### [WHAT TO DO]
1. Answer these questions from the passage about the Arrival score:
(a) Which two things does the speaker say they chose not to use, though "everybody would"?
(b) How many synths does the speaker say they use?
(c) What two kinds of sound does the speaker say they have used a lot in their solo work?
2. Carry on the passage about the Arrival score, starting after its last sentence.

### [SOURCE DOCUMENT]
In fact, that heavily inspired the Arrival score, and I thought it would be interesting to not use a string quartet, to not use a big timpani drum, like everybody would. I thought I’m going to strip all of that out and just use the voice, and I guess it will either work or it won’t, but I guess the idea is just, it feels like it humanizes it a bit more to me. It kind of makes it feel more experimental as well and it makes it more challenging. I like to set parameters, or barriers, they’re not set in stone. I made them I can break them, it’s nice to do that. You know when you’re faced with a blank canvas, it’s no wonder people have writers block when they have every digital instrument on the planet at their disposal. I just use one synth, I love really learning one instrument, it’s a joy for me and using it in a way that maybe it shouldn’t be used or hasn’t been used or isn’t how it’s supposed to be used, then you get something interesting. And so, I knew I could take the voice and put it through other things, other processing. So, putting the voice through the filter of a synthesizer, suddenly sounds like a synthesizer but it’s not it’s still the voice. The sound source is organic, and I think that comes from me using predominantly, or I have used in my solo work a lot of field recordings, a lot of found sound and using found sound in a way that sounds familiar, but also kind of interesting and different. I guess that’s why, it probably came from there.

### [RECORD EXTRACTS]
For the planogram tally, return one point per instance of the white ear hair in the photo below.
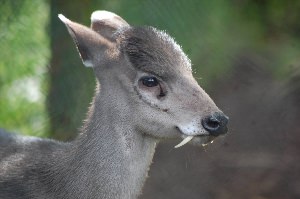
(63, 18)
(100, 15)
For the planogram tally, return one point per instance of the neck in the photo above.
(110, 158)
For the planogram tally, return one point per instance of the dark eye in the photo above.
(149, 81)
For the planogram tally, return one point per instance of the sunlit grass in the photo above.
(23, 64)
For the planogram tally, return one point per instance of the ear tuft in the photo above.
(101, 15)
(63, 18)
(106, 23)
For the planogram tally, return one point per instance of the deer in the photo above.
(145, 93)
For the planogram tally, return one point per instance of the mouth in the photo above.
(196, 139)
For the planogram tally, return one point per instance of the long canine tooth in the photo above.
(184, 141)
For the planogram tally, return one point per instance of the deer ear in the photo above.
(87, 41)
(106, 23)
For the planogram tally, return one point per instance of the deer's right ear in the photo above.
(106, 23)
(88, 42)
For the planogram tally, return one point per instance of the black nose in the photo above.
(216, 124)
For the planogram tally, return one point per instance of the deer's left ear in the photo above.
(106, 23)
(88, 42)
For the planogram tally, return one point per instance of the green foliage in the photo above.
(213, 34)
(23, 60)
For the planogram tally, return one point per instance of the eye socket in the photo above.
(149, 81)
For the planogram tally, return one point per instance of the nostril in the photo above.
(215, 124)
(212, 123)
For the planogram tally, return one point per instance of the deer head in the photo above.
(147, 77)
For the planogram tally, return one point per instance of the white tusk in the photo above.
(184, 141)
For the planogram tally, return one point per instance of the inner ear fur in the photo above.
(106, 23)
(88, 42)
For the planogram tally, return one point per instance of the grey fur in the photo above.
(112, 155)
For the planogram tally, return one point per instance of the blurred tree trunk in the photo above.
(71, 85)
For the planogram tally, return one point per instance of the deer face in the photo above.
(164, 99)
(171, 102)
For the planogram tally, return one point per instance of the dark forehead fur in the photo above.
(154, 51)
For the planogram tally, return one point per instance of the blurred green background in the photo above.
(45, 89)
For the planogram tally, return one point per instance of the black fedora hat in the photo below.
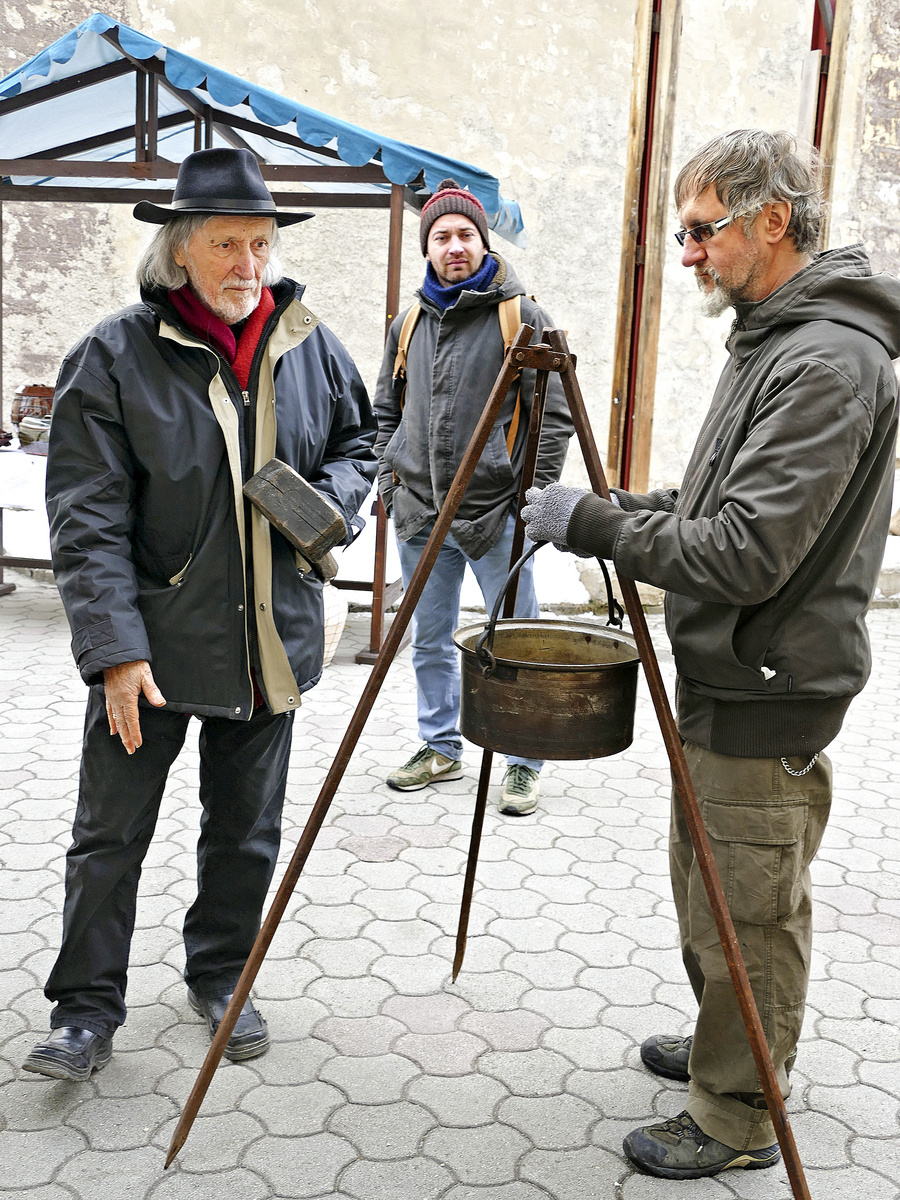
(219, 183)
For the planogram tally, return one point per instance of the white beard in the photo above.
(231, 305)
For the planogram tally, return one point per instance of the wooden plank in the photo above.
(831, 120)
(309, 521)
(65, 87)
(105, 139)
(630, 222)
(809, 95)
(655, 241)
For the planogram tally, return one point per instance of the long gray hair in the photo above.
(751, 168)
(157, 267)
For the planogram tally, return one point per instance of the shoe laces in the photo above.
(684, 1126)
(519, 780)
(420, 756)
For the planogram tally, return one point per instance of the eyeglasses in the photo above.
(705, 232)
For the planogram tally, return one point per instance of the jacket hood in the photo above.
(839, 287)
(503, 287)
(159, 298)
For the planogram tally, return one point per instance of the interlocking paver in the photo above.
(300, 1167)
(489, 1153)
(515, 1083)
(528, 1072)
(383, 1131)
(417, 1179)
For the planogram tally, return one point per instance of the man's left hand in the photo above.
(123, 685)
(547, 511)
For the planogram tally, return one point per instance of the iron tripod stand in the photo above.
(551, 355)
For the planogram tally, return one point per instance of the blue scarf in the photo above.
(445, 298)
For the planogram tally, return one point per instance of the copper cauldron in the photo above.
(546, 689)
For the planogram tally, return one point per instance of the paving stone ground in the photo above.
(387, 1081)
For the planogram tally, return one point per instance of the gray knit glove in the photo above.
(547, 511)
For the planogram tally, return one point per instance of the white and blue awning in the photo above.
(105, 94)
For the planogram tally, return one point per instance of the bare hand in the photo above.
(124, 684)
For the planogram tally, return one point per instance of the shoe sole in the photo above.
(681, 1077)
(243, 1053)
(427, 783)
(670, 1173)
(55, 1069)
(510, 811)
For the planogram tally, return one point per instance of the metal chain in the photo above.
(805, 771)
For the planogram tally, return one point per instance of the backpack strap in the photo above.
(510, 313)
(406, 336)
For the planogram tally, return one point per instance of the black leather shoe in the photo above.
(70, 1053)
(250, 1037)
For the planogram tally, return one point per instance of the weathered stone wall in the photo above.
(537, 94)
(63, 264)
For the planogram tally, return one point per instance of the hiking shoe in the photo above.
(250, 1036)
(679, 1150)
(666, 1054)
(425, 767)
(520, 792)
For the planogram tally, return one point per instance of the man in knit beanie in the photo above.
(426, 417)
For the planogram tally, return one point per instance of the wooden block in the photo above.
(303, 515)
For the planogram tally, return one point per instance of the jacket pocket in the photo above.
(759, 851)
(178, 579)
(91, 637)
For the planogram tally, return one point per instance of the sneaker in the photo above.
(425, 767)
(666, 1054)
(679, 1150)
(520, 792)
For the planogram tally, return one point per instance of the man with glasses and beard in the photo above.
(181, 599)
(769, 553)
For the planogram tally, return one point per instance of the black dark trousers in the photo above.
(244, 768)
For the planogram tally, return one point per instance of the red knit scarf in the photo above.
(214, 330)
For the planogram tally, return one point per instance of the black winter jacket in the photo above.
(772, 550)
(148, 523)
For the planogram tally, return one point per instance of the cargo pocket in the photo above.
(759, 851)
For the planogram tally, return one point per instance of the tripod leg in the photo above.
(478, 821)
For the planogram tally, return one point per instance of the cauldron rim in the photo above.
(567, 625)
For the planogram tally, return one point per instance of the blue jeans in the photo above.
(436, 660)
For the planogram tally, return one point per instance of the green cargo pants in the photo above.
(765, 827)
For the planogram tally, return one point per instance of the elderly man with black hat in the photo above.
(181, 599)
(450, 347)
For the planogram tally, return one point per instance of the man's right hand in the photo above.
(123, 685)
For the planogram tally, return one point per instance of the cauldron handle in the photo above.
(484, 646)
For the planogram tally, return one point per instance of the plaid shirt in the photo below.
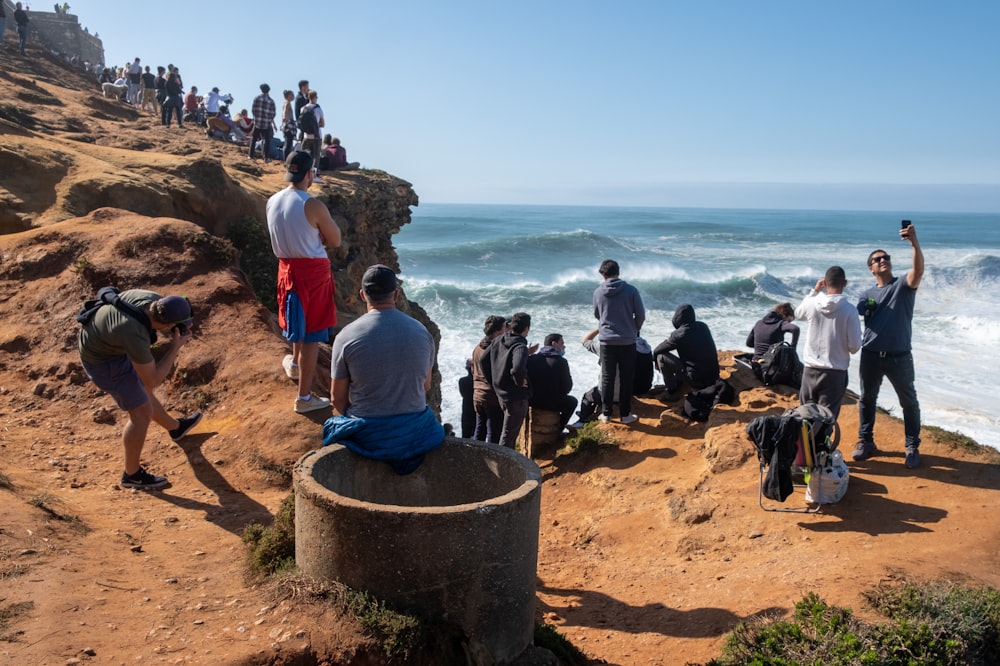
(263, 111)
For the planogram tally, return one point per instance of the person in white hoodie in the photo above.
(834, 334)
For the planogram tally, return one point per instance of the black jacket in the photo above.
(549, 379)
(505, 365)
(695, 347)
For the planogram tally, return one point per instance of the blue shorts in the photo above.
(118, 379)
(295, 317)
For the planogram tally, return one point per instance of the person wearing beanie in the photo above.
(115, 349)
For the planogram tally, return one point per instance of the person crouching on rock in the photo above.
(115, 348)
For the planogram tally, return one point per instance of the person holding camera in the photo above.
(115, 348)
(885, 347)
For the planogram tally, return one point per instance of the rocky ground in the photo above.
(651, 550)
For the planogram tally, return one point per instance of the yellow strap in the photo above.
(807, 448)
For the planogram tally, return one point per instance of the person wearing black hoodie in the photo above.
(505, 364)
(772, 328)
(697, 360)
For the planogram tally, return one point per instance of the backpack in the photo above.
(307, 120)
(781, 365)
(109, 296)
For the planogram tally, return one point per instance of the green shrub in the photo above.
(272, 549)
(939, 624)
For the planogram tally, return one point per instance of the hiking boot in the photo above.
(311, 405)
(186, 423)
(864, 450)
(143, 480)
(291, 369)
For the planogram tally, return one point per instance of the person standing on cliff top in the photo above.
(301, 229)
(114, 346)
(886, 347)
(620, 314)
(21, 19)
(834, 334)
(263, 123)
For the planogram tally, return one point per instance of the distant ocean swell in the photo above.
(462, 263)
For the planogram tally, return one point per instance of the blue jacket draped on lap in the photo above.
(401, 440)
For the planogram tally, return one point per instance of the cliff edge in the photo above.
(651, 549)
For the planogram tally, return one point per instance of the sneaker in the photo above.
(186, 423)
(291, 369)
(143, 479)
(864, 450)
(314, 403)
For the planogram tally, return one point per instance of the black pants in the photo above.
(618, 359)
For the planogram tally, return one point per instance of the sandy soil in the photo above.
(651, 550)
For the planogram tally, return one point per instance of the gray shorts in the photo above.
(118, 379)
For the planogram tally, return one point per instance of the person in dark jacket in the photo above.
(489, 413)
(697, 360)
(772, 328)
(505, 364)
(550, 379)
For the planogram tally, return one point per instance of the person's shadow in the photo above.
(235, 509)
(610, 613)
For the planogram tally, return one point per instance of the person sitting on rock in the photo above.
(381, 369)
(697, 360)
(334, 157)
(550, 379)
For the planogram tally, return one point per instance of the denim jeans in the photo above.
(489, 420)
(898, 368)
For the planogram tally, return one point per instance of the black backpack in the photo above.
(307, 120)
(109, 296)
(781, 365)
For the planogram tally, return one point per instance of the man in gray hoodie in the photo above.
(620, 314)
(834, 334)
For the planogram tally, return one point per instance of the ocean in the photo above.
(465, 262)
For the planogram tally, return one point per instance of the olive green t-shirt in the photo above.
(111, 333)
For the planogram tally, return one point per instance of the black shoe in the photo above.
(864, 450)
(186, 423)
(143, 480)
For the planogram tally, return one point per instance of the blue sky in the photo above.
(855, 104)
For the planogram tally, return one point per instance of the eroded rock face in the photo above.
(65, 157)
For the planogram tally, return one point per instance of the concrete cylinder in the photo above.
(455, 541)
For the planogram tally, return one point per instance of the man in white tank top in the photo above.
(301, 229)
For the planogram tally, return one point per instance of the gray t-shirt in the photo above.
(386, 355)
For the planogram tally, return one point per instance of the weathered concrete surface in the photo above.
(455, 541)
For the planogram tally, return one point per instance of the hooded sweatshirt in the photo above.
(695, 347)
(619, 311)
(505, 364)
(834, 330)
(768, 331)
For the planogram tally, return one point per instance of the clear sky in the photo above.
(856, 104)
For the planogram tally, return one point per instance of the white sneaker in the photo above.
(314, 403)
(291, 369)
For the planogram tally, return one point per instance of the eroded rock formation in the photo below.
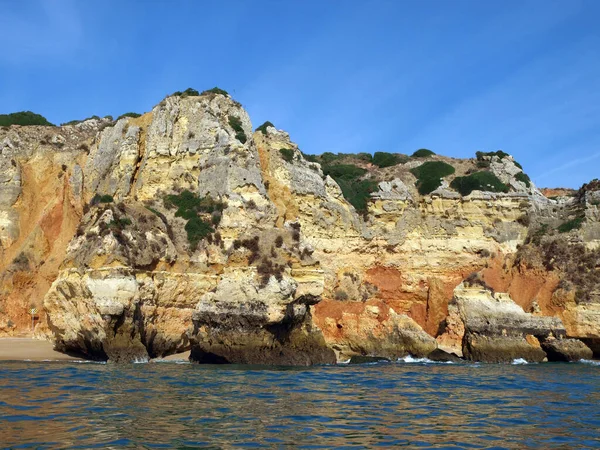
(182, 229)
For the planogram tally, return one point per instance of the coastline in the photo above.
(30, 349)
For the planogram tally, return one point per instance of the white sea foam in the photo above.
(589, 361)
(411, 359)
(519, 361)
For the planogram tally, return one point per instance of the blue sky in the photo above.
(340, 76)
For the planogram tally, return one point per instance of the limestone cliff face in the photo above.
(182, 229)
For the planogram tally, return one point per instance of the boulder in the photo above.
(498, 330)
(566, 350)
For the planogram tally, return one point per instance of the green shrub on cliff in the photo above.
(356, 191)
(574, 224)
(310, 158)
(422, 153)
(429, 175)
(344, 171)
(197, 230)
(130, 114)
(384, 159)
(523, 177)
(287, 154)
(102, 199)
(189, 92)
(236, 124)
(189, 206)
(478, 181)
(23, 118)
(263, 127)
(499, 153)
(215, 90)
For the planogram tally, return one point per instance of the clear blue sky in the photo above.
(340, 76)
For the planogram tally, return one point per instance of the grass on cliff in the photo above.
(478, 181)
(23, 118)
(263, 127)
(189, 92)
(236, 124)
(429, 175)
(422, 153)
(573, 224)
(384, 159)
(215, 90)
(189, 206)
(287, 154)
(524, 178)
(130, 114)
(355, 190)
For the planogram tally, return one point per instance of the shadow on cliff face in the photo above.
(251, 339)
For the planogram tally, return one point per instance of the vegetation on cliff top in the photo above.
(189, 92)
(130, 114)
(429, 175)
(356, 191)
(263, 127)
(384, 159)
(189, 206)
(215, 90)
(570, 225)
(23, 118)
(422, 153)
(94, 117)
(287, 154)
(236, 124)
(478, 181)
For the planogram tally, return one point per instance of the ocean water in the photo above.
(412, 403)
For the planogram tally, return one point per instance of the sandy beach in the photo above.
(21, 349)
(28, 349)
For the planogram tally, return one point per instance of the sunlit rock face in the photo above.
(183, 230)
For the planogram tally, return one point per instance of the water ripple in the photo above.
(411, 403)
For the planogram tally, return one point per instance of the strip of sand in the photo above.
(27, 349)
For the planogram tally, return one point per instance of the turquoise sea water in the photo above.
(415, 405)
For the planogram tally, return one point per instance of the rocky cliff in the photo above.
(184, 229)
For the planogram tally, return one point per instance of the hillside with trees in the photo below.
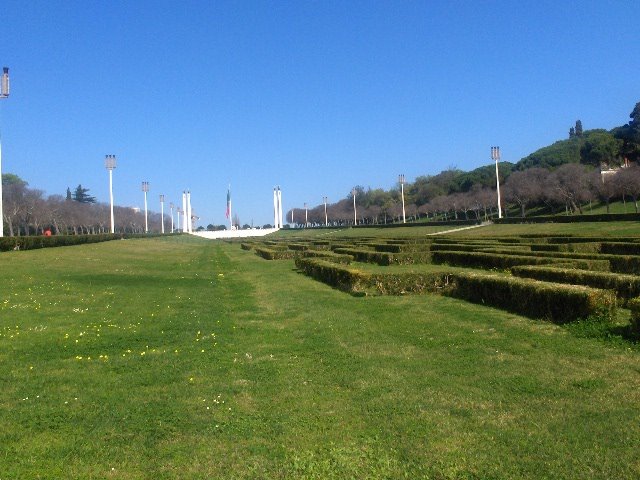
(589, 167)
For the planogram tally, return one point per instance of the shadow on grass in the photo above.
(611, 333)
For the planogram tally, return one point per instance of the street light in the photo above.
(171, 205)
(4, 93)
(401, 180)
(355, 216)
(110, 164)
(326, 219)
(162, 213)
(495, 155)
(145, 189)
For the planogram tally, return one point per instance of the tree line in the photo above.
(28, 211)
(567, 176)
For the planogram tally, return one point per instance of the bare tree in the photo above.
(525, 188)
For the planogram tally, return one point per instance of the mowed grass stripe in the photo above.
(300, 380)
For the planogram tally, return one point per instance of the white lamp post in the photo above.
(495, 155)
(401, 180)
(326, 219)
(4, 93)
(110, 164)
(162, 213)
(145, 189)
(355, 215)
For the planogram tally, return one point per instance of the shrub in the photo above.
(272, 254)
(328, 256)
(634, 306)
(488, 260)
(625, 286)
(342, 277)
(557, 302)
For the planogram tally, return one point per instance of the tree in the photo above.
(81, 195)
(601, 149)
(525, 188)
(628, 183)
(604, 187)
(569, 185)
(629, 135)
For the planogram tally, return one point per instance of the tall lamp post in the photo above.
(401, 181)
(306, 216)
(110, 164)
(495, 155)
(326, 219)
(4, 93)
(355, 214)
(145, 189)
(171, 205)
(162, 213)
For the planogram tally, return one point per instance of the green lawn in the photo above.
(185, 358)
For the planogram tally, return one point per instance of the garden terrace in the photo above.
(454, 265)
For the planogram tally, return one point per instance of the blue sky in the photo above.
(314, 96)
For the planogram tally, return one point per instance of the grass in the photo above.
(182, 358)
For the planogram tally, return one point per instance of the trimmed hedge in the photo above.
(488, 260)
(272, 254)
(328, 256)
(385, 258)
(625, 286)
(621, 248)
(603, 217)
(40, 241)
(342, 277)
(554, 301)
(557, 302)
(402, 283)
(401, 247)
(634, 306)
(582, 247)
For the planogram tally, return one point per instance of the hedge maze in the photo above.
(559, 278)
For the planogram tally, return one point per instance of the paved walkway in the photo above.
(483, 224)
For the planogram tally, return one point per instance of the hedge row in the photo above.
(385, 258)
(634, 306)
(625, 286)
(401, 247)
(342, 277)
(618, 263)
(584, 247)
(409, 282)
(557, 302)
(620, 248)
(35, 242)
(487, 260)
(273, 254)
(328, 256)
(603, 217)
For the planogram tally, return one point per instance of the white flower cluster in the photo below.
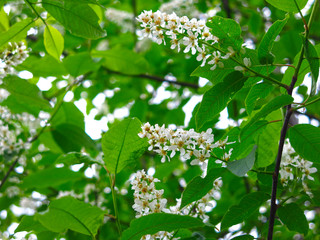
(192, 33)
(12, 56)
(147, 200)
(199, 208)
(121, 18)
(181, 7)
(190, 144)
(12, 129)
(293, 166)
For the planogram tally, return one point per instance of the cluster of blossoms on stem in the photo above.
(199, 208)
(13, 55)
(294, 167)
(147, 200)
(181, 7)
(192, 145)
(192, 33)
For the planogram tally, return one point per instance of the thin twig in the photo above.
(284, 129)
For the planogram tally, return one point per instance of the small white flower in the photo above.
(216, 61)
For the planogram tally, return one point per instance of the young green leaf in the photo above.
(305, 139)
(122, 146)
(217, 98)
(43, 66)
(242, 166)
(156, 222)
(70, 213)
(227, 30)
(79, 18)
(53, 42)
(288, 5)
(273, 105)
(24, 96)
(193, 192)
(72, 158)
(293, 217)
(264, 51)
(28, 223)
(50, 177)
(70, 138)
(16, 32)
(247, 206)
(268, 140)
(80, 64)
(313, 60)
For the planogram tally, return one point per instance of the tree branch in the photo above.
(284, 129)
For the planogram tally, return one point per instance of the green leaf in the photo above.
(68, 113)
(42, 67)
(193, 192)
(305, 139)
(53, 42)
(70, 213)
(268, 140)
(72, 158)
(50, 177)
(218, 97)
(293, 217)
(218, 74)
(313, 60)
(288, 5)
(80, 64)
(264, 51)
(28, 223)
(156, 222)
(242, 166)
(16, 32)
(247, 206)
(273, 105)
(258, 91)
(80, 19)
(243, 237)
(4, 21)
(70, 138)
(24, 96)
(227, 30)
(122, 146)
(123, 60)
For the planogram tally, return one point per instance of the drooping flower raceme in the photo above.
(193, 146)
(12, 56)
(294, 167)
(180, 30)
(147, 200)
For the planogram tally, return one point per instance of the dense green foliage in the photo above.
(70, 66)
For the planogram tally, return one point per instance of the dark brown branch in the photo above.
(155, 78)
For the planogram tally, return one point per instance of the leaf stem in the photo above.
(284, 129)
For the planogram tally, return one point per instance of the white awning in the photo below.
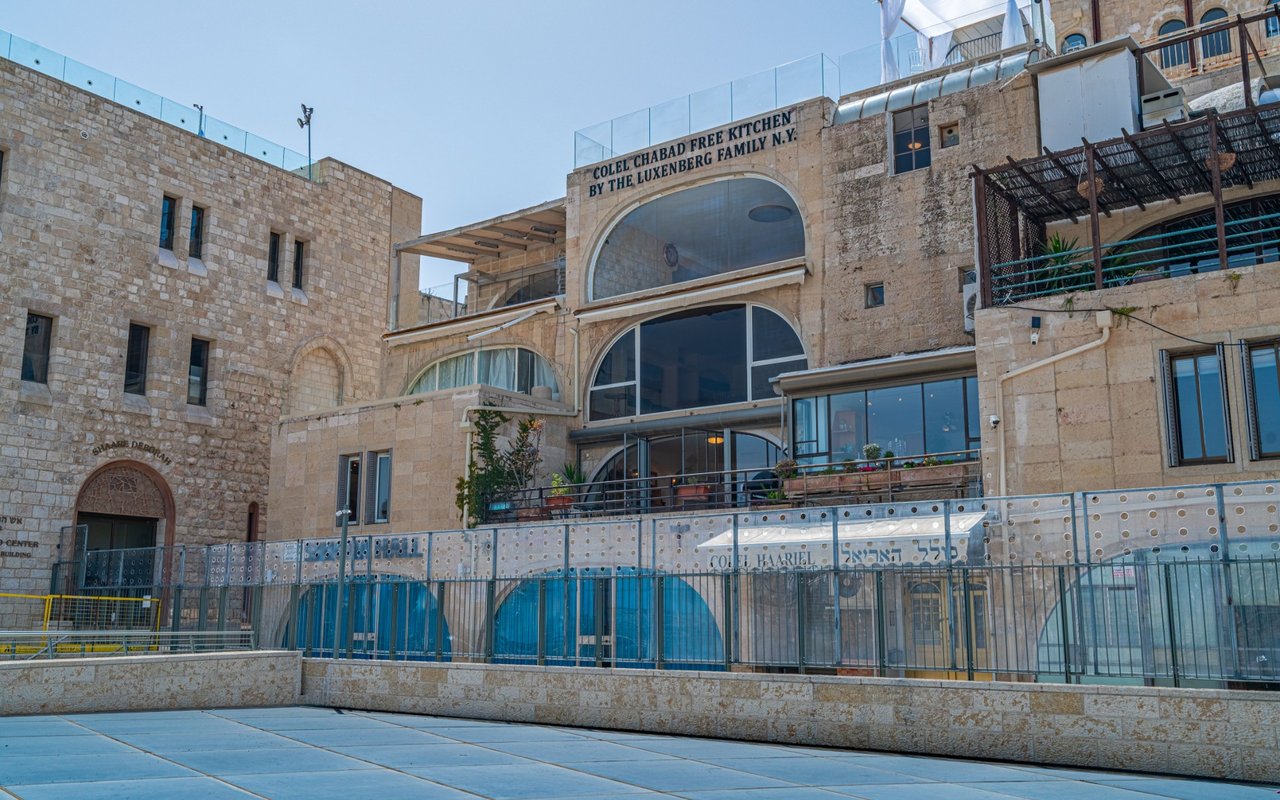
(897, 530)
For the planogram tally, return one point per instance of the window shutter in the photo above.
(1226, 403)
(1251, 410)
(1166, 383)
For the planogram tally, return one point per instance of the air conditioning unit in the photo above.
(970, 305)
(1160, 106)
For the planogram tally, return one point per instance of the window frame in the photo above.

### [EXPECTED ANSWERS]
1.
(a) A string quartet and a big timpani drum.
(b) One.
(c) Field recordings and found sound.

2.
FHR: It says in your profile that you have an interest in the relationship between landscape and psychology. I guess we can say these things are intrinsically linked in this film and it’s pretty powerful stuff. Looking back and thinking this was made in 1928 and the themes and ideas are quite powerful and strong?

EC: I think the ending was changed, what actually happens in the end was supposed to be that she walks off into the wind, never to be seen again. Instead, she falls in love, and it’s like you’ll do let’s run off together. So American, so kind of… we can’t leave them with an unknown. To a modern audience now, we’d expect that question mark of this powerful woman…she leaves all the men in her life behind her and goes, I don’t need that, but they read it as she walks off and ultimately passes. All because she couldn’t deal with it. So, they said no because she was a producer, remind me her name…

FHR: Oh it’s Lillian Gish.

EC: She worked really hard to produce, put it together, fight to get the finance, to then have it pushed back at the end. The ending isn’t Hollywood enough. For then, the film to really not make a splash as it should have done. I think one review had said this film is ridiculous, the hats would have blown off their heads. They just wanted to hear talking and were fed up of that medium. Actually, we look at it now and think wow! With what they had at the time in 1929 or 1928…brilliant.

FHR: Yeah, it looks astonishing when you consider the year it was made. If you look at the silent films of that era and consider they didn’t have the budgets they have today. We can marvel at the creativity of the set designers and film makers responsible for the likes of Metropolis or Haxan and ask ourselves how they did it.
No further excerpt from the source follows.